(Challenge) Begin at the line that has "If you could locate the usb" and stop after the one that has "If you could locate the translucent". Copy only those lines, requests included, with every coordinate in the answers multiplied by 2.25 and rounded to a whole number, halves going up.
___ Records shown
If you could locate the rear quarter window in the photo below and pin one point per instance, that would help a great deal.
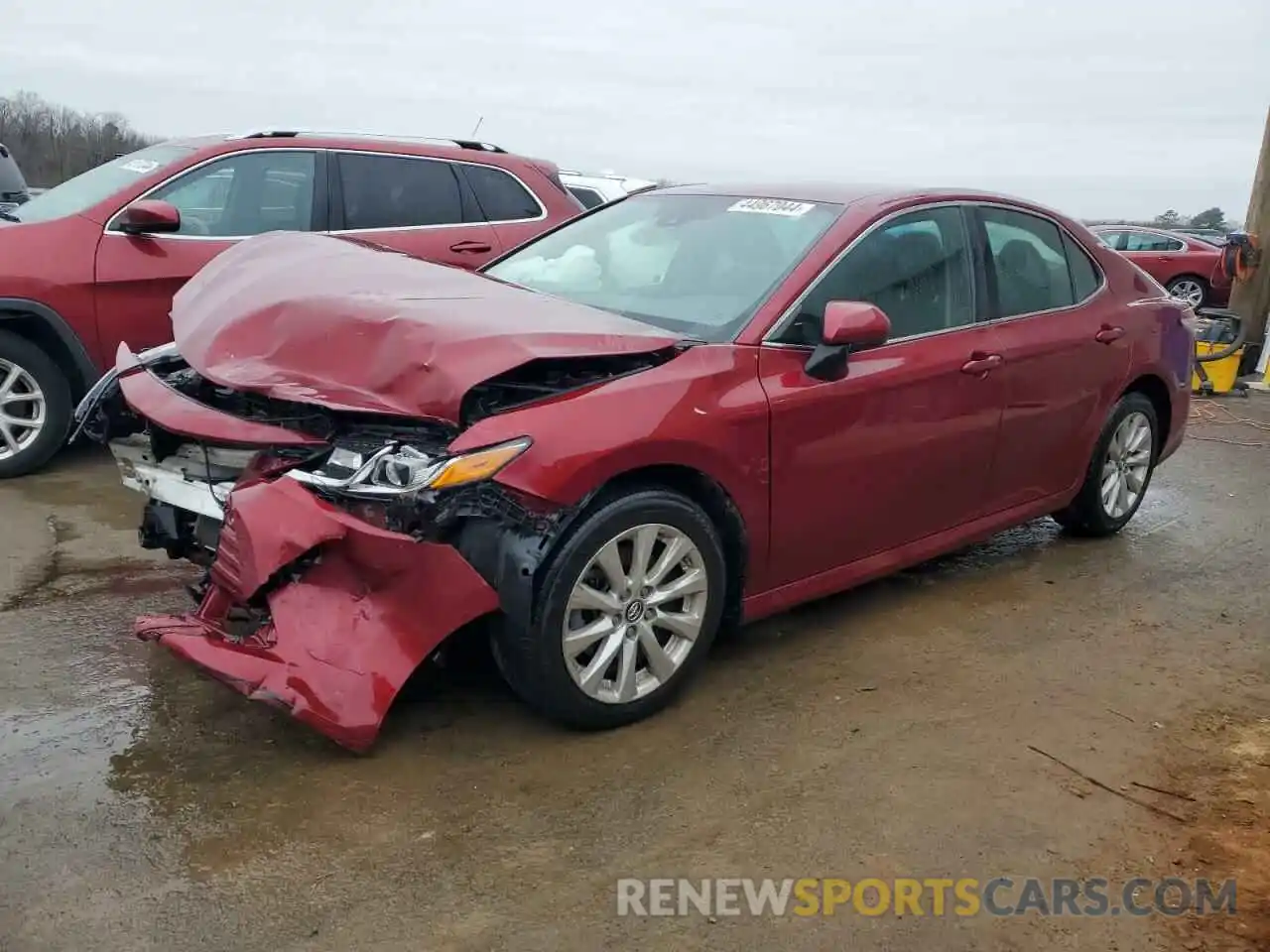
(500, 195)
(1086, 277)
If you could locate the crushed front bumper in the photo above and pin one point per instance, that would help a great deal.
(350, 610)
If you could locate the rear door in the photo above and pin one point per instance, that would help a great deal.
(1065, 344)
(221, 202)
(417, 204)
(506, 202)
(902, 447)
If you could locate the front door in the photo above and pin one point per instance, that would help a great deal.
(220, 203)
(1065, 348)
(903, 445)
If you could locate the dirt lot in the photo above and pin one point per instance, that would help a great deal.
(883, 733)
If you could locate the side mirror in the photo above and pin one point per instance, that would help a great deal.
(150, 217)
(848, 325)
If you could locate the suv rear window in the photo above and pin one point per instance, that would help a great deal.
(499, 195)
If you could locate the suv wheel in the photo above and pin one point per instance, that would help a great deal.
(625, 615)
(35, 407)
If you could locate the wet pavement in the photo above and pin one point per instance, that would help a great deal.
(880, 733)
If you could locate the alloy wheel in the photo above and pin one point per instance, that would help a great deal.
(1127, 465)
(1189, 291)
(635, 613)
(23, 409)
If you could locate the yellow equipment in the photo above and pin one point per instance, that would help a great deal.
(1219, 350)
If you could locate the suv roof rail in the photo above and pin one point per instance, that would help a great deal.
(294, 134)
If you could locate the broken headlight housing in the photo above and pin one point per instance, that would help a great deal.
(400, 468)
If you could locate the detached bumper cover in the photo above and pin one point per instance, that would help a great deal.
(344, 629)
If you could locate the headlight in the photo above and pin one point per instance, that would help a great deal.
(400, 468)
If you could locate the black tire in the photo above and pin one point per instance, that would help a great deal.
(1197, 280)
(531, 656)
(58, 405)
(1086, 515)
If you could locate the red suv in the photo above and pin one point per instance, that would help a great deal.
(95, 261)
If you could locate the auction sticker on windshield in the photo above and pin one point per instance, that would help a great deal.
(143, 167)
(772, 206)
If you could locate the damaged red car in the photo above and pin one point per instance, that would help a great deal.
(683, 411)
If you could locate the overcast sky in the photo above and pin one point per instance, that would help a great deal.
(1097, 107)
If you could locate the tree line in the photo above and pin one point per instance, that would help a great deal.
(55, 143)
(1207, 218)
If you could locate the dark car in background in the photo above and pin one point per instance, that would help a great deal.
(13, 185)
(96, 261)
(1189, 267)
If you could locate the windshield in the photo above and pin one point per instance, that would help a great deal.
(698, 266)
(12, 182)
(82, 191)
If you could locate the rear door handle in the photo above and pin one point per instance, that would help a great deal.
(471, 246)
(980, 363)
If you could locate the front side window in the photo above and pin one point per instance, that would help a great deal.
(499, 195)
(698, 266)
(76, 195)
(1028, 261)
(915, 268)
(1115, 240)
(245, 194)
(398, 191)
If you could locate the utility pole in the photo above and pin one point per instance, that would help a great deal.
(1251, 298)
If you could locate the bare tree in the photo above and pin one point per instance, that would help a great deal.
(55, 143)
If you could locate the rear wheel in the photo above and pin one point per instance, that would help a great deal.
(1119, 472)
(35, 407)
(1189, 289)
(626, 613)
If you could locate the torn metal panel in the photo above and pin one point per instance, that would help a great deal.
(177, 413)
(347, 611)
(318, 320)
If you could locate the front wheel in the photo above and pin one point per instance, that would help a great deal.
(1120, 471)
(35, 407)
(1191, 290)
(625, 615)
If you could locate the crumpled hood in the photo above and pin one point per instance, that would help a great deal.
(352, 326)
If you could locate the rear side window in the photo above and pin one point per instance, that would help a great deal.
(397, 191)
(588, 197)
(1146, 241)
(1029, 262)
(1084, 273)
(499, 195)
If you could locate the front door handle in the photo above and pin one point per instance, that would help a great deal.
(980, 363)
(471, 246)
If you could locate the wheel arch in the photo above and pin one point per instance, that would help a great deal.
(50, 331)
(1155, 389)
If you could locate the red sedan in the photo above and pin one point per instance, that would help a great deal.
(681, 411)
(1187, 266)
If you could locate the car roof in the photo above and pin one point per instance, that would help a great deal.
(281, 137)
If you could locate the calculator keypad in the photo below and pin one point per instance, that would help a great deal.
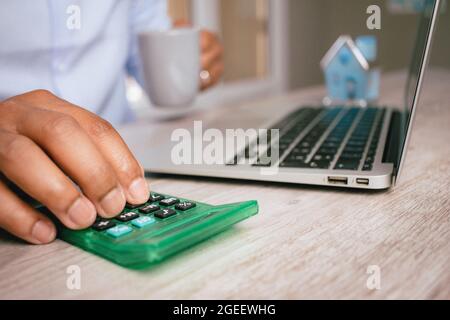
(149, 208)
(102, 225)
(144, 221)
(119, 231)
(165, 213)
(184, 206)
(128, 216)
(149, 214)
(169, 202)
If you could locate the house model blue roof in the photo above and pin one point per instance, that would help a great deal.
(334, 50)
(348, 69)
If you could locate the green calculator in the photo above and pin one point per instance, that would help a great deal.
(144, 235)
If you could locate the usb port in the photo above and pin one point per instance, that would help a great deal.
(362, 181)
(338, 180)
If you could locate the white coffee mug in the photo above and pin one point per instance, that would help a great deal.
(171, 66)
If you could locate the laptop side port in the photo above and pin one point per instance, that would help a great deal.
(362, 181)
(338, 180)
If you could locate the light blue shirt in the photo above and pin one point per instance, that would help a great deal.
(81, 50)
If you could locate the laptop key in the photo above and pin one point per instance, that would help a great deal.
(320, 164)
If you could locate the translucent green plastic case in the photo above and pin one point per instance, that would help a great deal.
______
___ Records shown
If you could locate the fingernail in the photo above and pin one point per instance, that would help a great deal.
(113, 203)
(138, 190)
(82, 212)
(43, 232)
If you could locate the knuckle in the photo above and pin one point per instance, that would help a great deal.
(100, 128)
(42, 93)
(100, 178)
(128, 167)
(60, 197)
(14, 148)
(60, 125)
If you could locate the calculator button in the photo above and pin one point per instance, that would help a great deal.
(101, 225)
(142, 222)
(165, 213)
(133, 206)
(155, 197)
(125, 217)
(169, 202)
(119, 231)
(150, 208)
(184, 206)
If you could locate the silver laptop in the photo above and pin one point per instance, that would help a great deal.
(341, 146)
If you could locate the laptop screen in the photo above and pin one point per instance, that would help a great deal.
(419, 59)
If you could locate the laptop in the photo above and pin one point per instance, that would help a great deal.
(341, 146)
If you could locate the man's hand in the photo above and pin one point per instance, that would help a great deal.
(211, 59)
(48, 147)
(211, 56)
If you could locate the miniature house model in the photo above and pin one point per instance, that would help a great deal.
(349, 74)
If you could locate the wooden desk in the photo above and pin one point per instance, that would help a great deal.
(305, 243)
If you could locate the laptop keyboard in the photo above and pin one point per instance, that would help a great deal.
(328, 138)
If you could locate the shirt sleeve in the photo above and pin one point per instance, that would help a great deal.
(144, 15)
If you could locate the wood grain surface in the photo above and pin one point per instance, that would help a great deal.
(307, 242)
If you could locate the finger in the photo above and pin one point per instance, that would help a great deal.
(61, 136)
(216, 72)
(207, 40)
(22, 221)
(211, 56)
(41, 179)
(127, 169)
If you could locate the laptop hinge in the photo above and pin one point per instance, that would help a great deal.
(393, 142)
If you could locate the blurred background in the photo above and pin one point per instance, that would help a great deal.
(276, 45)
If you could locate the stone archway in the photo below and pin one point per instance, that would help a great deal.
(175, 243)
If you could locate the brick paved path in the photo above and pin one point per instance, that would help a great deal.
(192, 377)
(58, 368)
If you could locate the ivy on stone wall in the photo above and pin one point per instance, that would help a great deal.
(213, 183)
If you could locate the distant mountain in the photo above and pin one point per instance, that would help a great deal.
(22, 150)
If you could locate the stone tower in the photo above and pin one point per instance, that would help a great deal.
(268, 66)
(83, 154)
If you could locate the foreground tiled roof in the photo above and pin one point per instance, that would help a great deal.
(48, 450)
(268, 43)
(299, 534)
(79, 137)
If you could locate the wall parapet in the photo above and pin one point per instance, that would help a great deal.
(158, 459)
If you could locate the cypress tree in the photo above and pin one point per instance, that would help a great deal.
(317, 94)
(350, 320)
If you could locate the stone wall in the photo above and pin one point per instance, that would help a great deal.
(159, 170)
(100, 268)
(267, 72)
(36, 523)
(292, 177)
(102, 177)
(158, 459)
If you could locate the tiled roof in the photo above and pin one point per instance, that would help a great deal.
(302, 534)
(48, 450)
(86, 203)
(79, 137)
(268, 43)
______
(Complete response)
If you could locate the usb port in the photo above and pin one point per instance, that would help a great deal.
(815, 407)
(761, 405)
If you could locate the white coffee mug in the photo above and pin one point per instance, that would help a great deal.
(385, 149)
If you could locate the laptop side port in the photo above and pin one point per instance, that would help a great deal.
(815, 407)
(761, 405)
If you could locate the light blue shirt in the photo above and pin one point per instance, that would help a great deal.
(182, 113)
If you could locate the laptop key in the photo above and pin one point per instance, that would help a great deal.
(720, 369)
If you could locate the translucent green plastic case in the photo above and pin one point per instance, that would help a great deal.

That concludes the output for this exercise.